**Your assignment:** Return each entry unchanged.
***** Dataset entries
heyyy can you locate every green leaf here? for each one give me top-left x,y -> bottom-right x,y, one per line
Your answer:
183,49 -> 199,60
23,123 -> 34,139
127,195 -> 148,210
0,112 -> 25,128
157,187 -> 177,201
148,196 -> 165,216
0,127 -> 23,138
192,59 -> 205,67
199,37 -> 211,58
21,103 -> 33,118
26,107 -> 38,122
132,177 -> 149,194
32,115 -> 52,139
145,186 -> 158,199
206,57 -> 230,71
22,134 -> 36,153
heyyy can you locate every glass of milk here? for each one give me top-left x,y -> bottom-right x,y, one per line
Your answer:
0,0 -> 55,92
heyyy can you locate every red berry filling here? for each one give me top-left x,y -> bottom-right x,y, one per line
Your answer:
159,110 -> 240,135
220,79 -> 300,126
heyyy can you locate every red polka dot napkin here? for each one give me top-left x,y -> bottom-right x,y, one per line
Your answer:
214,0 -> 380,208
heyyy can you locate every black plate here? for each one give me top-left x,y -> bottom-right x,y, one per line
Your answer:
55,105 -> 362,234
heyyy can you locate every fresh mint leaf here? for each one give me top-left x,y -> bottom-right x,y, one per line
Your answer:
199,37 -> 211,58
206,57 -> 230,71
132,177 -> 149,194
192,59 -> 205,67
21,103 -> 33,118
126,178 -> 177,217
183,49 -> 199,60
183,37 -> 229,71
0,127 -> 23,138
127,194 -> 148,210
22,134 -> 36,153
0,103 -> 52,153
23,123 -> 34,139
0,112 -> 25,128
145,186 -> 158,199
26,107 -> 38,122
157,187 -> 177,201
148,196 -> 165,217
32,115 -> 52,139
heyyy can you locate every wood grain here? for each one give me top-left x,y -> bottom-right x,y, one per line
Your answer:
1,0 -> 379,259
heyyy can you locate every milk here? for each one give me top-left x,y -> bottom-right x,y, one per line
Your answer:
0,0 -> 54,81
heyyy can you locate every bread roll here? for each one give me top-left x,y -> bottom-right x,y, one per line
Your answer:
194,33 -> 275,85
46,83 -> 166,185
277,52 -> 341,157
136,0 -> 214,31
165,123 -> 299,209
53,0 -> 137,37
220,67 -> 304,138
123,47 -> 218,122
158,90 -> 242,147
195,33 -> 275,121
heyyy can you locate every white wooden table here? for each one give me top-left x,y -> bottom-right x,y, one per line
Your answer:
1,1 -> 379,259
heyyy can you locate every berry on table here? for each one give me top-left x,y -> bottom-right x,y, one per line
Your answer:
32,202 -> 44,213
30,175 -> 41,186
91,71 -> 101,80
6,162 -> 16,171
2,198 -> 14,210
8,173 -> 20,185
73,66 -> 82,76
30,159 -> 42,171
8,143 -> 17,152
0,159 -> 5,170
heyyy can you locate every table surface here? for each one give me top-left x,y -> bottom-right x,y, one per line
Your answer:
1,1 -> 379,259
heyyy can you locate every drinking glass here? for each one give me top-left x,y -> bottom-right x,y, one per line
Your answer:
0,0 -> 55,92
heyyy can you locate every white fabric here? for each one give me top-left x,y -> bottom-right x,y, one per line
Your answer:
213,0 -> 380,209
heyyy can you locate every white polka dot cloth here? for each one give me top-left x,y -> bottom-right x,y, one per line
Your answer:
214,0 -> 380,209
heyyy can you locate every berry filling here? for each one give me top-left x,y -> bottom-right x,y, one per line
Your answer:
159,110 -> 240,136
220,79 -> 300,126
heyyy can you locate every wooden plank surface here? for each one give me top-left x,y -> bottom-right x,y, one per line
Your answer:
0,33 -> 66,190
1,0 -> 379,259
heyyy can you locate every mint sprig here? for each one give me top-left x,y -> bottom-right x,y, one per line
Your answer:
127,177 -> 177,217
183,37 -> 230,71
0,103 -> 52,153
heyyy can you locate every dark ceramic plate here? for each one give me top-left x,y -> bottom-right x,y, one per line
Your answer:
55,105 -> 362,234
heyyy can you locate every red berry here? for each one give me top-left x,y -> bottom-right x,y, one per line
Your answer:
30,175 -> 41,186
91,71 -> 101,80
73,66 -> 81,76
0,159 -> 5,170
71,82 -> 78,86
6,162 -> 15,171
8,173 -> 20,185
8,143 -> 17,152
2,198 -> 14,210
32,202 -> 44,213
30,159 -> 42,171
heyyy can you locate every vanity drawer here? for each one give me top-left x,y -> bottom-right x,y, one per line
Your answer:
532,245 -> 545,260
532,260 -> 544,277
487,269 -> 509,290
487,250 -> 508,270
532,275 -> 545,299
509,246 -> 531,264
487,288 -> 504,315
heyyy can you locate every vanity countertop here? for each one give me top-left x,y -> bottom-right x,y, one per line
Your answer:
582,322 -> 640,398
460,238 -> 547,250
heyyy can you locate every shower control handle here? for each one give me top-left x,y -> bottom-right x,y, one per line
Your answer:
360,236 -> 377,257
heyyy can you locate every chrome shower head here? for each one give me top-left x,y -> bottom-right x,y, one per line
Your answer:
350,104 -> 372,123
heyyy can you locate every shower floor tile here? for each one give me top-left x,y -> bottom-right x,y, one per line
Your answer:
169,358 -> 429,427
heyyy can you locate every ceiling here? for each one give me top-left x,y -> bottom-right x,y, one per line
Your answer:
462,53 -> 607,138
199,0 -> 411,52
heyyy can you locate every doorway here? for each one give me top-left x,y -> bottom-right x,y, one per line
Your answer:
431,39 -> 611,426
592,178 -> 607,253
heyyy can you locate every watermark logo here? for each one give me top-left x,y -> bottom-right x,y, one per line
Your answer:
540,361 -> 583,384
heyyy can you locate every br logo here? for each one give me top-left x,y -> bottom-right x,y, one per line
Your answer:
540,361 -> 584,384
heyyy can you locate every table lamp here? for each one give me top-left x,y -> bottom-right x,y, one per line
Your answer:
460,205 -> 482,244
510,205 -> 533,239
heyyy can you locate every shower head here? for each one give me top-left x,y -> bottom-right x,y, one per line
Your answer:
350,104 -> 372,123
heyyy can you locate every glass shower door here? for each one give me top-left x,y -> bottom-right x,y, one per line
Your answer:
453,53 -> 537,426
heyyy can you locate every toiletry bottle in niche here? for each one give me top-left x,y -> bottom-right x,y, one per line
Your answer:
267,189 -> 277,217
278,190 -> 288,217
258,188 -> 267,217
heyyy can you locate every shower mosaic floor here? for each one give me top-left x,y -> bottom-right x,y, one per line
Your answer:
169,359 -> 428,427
**********
**Response below:**
heyyy can you locate every green leaf here? for each one give me top-left x,y -> bottom-right x,y, one per line
Your answer:
183,49 -> 199,60
23,123 -> 34,139
127,195 -> 148,210
0,112 -> 25,128
157,187 -> 177,201
148,196 -> 165,216
0,127 -> 23,138
192,59 -> 205,67
199,37 -> 211,58
21,103 -> 33,118
26,107 -> 38,122
132,177 -> 149,194
32,115 -> 52,139
145,186 -> 158,199
206,57 -> 230,71
22,134 -> 36,153
heyyy can you locate every glass of milk here? for each one give me top-left x,y -> bottom-right x,y, one per line
Your answer:
0,0 -> 55,92
heyyy can you locate every red berry filling here? for each one give me top-left x,y -> bottom-right x,y, one per line
Your answer:
159,110 -> 240,135
220,79 -> 300,126
heyyy can you locate every red polka dot napkin here? for each one give me top-left x,y -> bottom-right x,y, one per line
Your answer:
214,0 -> 380,208
heyyy can you locate every black plate here? for each one give me top-left x,y -> bottom-right x,y, one per line
Your answer:
55,105 -> 362,234
heyyy can you locate every fresh mint leaf here? for each one give me top-left x,y -> bottom-right x,y, one per line
Your answer:
199,37 -> 211,58
206,57 -> 230,71
132,177 -> 149,194
192,59 -> 205,67
21,103 -> 33,118
126,178 -> 177,217
183,49 -> 199,60
183,37 -> 229,71
0,127 -> 23,138
127,194 -> 148,210
22,134 -> 36,153
0,103 -> 52,153
23,123 -> 34,139
0,112 -> 25,128
145,186 -> 158,199
26,107 -> 38,122
157,187 -> 177,201
148,196 -> 165,217
32,115 -> 52,139
heyyy can you locate every wood grain here? for each one give me top-left x,y -> bottom-right x,y, one per line
Your answer:
1,0 -> 379,259
heyyy can you locate every milk here? for each one give me top-left x,y -> bottom-right x,y, one per line
Your answer:
0,0 -> 54,81
heyyy can you locate every bread roll here? for each one give me top-left x,y -> bottom-right x,y, one per line
Your answer:
194,33 -> 275,85
46,83 -> 166,185
277,52 -> 341,157
136,0 -> 214,31
165,123 -> 299,209
53,0 -> 137,37
220,67 -> 304,138
123,47 -> 218,122
158,90 -> 242,147
195,33 -> 275,121
heyyy can you locate every white wooden table here? for each one give me top-left x,y -> bottom-right x,y, one per line
Your answer:
1,1 -> 379,259
heyyy can you locate every berry on table here? for each one give me top-left x,y -> bottom-right x,y, one per line
Your answer:
32,202 -> 44,213
30,175 -> 41,186
91,71 -> 101,80
6,162 -> 16,171
2,198 -> 14,210
8,173 -> 20,185
73,66 -> 82,76
30,159 -> 42,171
8,143 -> 17,152
0,159 -> 5,170
heyyy can you locate every table surface here? for each one give me top-left x,y -> bottom-right x,y, one per line
Your answer:
1,1 -> 379,259
heyyy can you locate every drinking glass here? for each one give me top-left x,y -> bottom-right x,y, one per line
Your answer:
0,0 -> 55,92
heyyy can you locate every white fabric here? for each one give me top-left x,y -> bottom-right x,y, one per line
Your answer:
213,0 -> 380,209
heyyy can you locate every white polka dot cloth here? for each one give me top-left x,y -> bottom-right x,y, one per line
Your answer:
214,0 -> 380,209
heyyy can you locate every berry filling here? for each one give me top-left x,y -> bottom-right x,y, one per line
Your answer:
159,110 -> 240,136
220,79 -> 300,126
heyyy can you locate every wooden plank surface here? for each one give me top-left x,y -> bottom-right x,y, one per line
Your answer:
0,33 -> 66,190
1,0 -> 379,259
heyyy can you locate every mint sprig here? for each one give me top-left x,y -> bottom-right x,y, one per line
Your answer:
127,177 -> 177,217
183,37 -> 230,71
0,103 -> 52,153
heyyy can you locate every dark ceramic plate here? for each one give me top-left x,y -> bottom-right x,y, one per line
Your answer:
55,105 -> 362,234
heyyy can you locate every red berry here? for each one give me top-left x,y -> bottom-right x,y, one per line
Your answer:
30,175 -> 41,186
91,71 -> 101,80
73,66 -> 81,76
0,159 -> 5,170
71,82 -> 78,86
6,162 -> 15,171
8,173 -> 20,185
8,143 -> 17,152
2,198 -> 14,210
32,202 -> 44,213
30,159 -> 42,171
heyyy can you locate every vanity drawer here? for each one give me top-left x,y -> bottom-right x,y, one per line
Your answer:
532,245 -> 545,260
532,260 -> 544,277
487,269 -> 509,290
487,250 -> 508,270
532,275 -> 545,299
509,246 -> 531,264
487,288 -> 504,315
heyyy can you locate every vanity countertop here? for each one give me top-left x,y -> bottom-right x,y, one per line
Your answer:
582,322 -> 640,398
460,238 -> 547,250
heyyy can you locate every shower control handle here? for each one give me top-left x,y -> bottom-right x,y, one per line
Your answer:
360,236 -> 377,257
heyyy can you locate every chrome shower head here? for each one give me top-left x,y -> bottom-right x,y, one per line
Your answer:
350,104 -> 372,123
heyyy can you locate every shower floor tile here? for each one give me top-left x,y -> bottom-right x,y, one per line
Your answer:
169,358 -> 429,427
heyyy can you locate every ceiling here? for each one give me top-left x,y -> bottom-right x,y, one per line
Your answer:
462,53 -> 607,138
199,0 -> 411,52
heyyy can you locate every doorway here? for each one give me top-left x,y -> bottom-right x,y, one per line
Your answer:
431,39 -> 611,426
592,178 -> 607,253
heyyy can you locate every watermark logo here? for each one give me top-left x,y -> bottom-right x,y, one per line
Your answer:
540,361 -> 583,384
heyyy can you locate every br logo here? for each one give me top-left x,y -> bottom-right x,y, one per line
Your answer:
540,361 -> 584,384
heyyy can you locate every table lamp here? for each one give me top-left x,y -> bottom-right x,y, one per line
Your answer:
460,205 -> 482,244
510,205 -> 533,239
heyyy can you locate every shower head here? for each one give me top-left x,y -> bottom-right x,y, one per line
Your answer:
350,104 -> 372,123
heyyy can you locate every glass shower door here? for each one give me top-left x,y -> bottom-right x,y, one per line
Your answer:
453,53 -> 537,426
heyyy can you locate every toiletry bottle in niche here? for each one give me top-left x,y -> bottom-right x,y, one per line
Your answer:
267,189 -> 277,217
278,190 -> 288,217
258,188 -> 267,217
heyyy can you locate every shower mosaic floor here? for each one give me top-left x,y -> bottom-right x,y, one per line
Your answer:
169,359 -> 428,427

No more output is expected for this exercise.